Saved entries:
%%
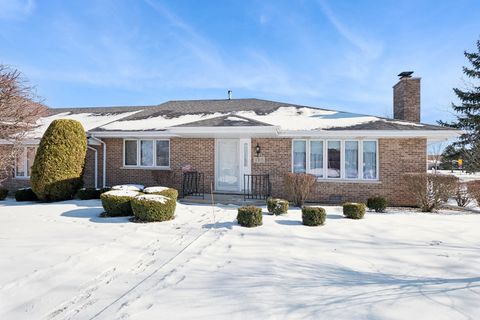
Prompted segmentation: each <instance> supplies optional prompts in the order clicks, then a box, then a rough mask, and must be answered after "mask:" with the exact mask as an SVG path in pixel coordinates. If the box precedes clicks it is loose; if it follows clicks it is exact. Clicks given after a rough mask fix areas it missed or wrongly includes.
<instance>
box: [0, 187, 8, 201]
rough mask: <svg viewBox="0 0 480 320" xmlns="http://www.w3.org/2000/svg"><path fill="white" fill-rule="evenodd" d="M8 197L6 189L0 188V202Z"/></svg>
mask: <svg viewBox="0 0 480 320" xmlns="http://www.w3.org/2000/svg"><path fill="white" fill-rule="evenodd" d="M7 195H8V189H5V188H0V201H1V200H5V198H6V197H7Z"/></svg>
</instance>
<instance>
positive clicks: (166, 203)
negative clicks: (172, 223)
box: [131, 194, 177, 222]
mask: <svg viewBox="0 0 480 320" xmlns="http://www.w3.org/2000/svg"><path fill="white" fill-rule="evenodd" d="M131 204H132V210H133V214H134V216H135V218H136V219H137V220H139V221H145V222H153V221H167V220H172V219H173V218H174V217H175V208H176V206H177V202H176V201H175V200H174V199H171V198H168V197H166V196H162V195H159V194H142V195H139V196H136V197H135V198H133V200H132V202H131Z"/></svg>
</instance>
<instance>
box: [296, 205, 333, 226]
mask: <svg viewBox="0 0 480 320" xmlns="http://www.w3.org/2000/svg"><path fill="white" fill-rule="evenodd" d="M326 219H327V213H326V212H325V209H323V208H321V207H303V208H302V223H303V224H304V225H306V226H310V227H315V226H320V225H322V224H324V223H325V220H326Z"/></svg>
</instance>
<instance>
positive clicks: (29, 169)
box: [15, 147, 37, 178]
mask: <svg viewBox="0 0 480 320" xmlns="http://www.w3.org/2000/svg"><path fill="white" fill-rule="evenodd" d="M36 153H37V147H23V148H20V150H19V152H18V154H17V157H16V159H15V177H17V178H30V175H31V174H32V165H33V161H34V160H35V155H36Z"/></svg>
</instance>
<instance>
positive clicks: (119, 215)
mask: <svg viewBox="0 0 480 320" xmlns="http://www.w3.org/2000/svg"><path fill="white" fill-rule="evenodd" d="M139 194H140V192H138V191H130V190H112V191H108V192H105V193H102V194H101V195H100V199H102V206H103V209H104V210H105V212H106V214H107V216H109V217H120V216H131V215H133V211H132V206H131V205H130V202H131V201H132V200H133V198H135V197H136V196H138V195H139Z"/></svg>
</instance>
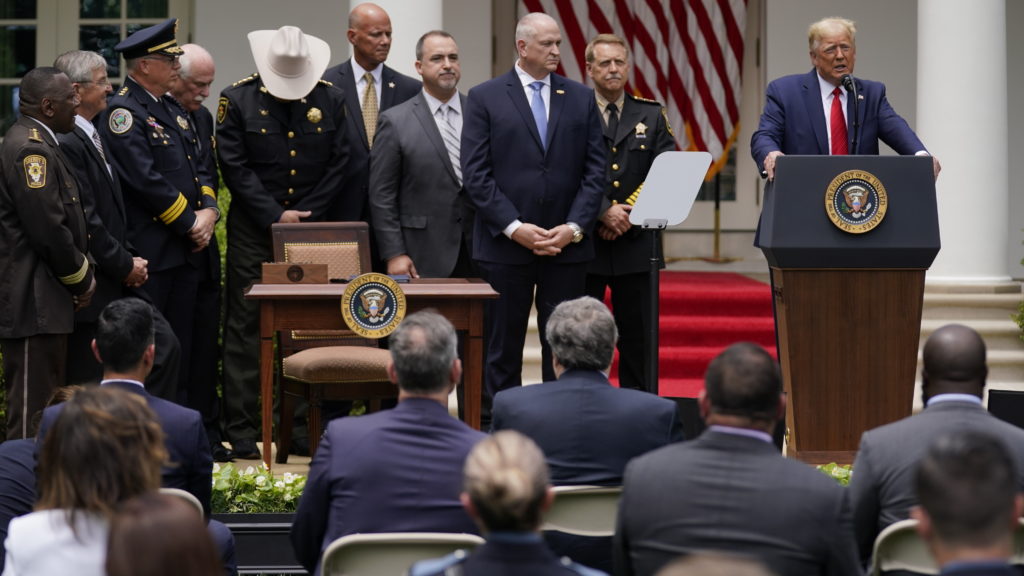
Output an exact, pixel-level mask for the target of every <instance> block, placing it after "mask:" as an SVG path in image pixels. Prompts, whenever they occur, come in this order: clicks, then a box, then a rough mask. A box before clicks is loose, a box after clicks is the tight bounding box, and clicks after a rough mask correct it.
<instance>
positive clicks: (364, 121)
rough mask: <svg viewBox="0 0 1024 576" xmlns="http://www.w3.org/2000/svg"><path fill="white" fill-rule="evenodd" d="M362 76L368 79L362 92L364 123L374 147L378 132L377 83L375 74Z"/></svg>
mask: <svg viewBox="0 0 1024 576" xmlns="http://www.w3.org/2000/svg"><path fill="white" fill-rule="evenodd" d="M362 77H364V78H366V79H367V90H366V91H365V92H362V125H364V126H366V128H367V143H368V145H369V146H370V148H373V147H374V136H375V135H376V134H377V111H378V108H377V84H376V83H375V82H374V75H373V74H370V73H369V72H368V73H366V74H364V75H362Z"/></svg>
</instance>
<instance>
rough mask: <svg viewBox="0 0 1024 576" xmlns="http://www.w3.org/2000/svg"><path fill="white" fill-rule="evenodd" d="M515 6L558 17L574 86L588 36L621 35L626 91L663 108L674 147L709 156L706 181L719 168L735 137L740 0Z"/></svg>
mask: <svg viewBox="0 0 1024 576" xmlns="http://www.w3.org/2000/svg"><path fill="white" fill-rule="evenodd" d="M518 8H519V15H520V16H522V15H523V14H525V13H527V12H545V13H547V14H550V15H551V16H552V17H554V18H555V19H556V20H558V24H559V26H560V27H561V30H562V50H561V54H562V63H561V66H560V69H559V73H560V74H562V75H564V76H566V77H568V78H571V79H572V80H577V81H579V82H584V83H586V82H587V61H586V59H585V58H584V51H585V49H586V47H587V42H589V41H590V39H591V38H593V37H594V36H597V35H598V34H602V33H608V32H610V33H612V34H616V35H618V36H621V37H622V38H624V39H625V40H626V43H627V45H629V47H630V56H631V60H632V65H633V66H632V70H631V73H630V83H629V89H630V90H632V93H633V94H635V95H638V96H643V97H647V98H651V99H655V100H657V101H659V102H662V104H663V105H664V106H665V107H666V109H667V113H668V116H669V122H670V123H671V124H672V127H673V129H674V130H675V132H676V139H677V142H678V143H679V148H680V149H682V150H700V151H708V152H710V153H711V154H712V157H713V158H715V163H714V165H713V166H712V169H711V171H710V172H709V177H711V176H712V175H713V174H715V173H717V172H718V170H719V169H721V167H722V165H724V164H725V162H726V160H727V159H728V152H729V149H730V148H732V145H733V141H734V140H735V138H736V135H737V134H738V133H739V96H740V89H739V88H740V87H739V79H740V72H741V65H742V61H743V30H744V29H745V20H746V0H519V5H518ZM680 127H682V130H680V129H679V128H680Z"/></svg>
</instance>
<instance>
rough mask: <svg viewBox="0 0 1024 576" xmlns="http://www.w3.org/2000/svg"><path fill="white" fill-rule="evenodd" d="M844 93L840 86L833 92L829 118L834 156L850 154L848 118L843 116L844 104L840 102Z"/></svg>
mask: <svg viewBox="0 0 1024 576" xmlns="http://www.w3.org/2000/svg"><path fill="white" fill-rule="evenodd" d="M842 93H843V91H842V90H840V89H839V86H837V87H836V89H835V90H833V110H831V114H829V117H828V121H829V124H831V134H833V135H831V138H833V141H831V153H833V155H834V156H835V155H839V154H843V155H846V154H850V149H849V148H848V145H847V137H846V118H845V117H844V116H843V102H841V101H840V100H839V96H840V94H842Z"/></svg>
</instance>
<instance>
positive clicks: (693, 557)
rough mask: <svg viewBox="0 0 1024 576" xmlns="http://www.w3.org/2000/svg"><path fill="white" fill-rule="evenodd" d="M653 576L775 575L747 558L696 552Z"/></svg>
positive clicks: (741, 575)
mask: <svg viewBox="0 0 1024 576" xmlns="http://www.w3.org/2000/svg"><path fill="white" fill-rule="evenodd" d="M654 576H775V574H773V573H772V572H771V571H770V570H768V569H767V568H765V567H764V565H763V564H761V563H760V562H758V561H756V560H751V559H749V558H742V557H735V556H730V554H720V553H711V552H698V553H695V554H690V556H685V557H682V558H679V559H676V560H674V561H672V562H670V563H669V564H666V565H665V567H663V568H662V569H660V570H658V571H657V573H656V574H655V575H654Z"/></svg>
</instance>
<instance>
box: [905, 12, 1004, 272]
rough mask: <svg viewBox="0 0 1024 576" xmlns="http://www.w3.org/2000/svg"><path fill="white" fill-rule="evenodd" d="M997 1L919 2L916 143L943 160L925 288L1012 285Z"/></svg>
mask: <svg viewBox="0 0 1024 576" xmlns="http://www.w3.org/2000/svg"><path fill="white" fill-rule="evenodd" d="M1006 14H1007V9H1006V2H1005V0H972V1H971V2H963V1H961V0H919V1H918V135H919V136H921V139H922V141H924V142H925V146H927V147H928V149H929V151H931V152H932V154H934V155H935V156H936V157H938V158H939V159H940V160H941V161H942V173H941V175H940V176H939V179H938V181H937V182H936V194H937V196H938V207H939V228H940V231H941V235H942V250H941V251H940V252H939V255H938V257H937V258H936V259H935V262H934V263H933V264H932V269H931V270H930V271H929V273H928V280H929V282H932V283H955V284H991V283H997V282H1006V281H1009V280H1010V276H1009V270H1008V268H1007V262H1008V230H1009V228H1008V227H1009V223H1008V212H1009V208H1010V201H1009V192H1008V191H1009V175H1008V174H1009V171H1008V166H1009V165H1008V158H1009V155H1008V152H1007V147H1008V146H1009V139H1008V129H1007V126H1008V121H1007V37H1006V22H1005V18H1006Z"/></svg>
%%
Starting with the first line of the records above and stopping after the line containing "box: [0, 187, 8, 201]", repeat every line exactly and leave out the pictures.

Prompted segmentation: each <instance> supplies optional prompts in the order clicks, then a box, then a rough mask, and must be answered after "mask:" with the exact mask as an SVG path in pixel coordinates. If the box precedes clicks it is loose; if it follows clicks it is exact. Clicks given after a rough mask fix areas it missed or wrongly includes.
<instance>
box: [0, 187, 8, 201]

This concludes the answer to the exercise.